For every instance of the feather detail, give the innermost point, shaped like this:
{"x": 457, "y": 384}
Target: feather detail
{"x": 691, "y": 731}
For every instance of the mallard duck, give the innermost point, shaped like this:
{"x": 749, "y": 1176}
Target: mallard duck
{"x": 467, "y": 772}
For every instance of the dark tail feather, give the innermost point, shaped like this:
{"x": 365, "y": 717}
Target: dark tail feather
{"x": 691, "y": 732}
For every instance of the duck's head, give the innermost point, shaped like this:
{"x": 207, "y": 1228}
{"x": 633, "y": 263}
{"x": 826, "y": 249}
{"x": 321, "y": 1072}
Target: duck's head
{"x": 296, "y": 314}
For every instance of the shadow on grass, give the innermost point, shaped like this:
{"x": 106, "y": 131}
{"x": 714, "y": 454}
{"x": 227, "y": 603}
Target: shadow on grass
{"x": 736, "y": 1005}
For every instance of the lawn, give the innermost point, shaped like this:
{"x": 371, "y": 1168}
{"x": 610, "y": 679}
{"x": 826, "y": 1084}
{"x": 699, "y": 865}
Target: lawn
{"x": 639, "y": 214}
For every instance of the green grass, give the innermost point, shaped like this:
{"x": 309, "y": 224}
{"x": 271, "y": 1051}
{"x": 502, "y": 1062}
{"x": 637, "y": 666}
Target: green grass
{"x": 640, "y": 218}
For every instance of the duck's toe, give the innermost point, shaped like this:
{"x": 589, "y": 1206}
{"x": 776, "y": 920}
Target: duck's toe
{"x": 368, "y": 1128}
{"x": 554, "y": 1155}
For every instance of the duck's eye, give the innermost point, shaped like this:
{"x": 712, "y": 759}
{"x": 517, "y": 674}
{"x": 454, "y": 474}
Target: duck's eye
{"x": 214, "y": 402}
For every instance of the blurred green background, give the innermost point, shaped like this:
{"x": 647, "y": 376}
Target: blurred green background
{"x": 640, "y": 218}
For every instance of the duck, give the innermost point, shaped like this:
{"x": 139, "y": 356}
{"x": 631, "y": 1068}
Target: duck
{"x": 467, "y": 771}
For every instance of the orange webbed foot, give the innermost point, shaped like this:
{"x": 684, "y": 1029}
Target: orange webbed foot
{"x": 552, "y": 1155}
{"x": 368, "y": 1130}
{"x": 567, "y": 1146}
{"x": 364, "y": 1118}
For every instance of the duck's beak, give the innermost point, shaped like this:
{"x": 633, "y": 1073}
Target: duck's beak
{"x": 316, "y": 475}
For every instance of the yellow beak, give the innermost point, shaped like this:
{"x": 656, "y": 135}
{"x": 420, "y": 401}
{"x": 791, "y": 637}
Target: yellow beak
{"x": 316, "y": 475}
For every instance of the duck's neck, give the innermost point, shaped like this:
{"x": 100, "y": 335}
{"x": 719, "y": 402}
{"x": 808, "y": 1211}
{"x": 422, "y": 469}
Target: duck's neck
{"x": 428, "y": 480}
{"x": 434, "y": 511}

☆ ☆ ☆ ☆ ☆ ☆ ☆

- [SET TASK] Update everything from the line containing "For every instance of the duck's neck, give" down to the end of the records, putting "mallard's neck" in place of "duck's neck" and leaving the rest untouched.

- [SOLUTION]
For every instance of the mallard's neck, give the innermost point, shaped like this:
{"x": 100, "y": 335}
{"x": 719, "y": 402}
{"x": 808, "y": 1211}
{"x": 422, "y": 469}
Target: mallard's neck
{"x": 428, "y": 480}
{"x": 434, "y": 511}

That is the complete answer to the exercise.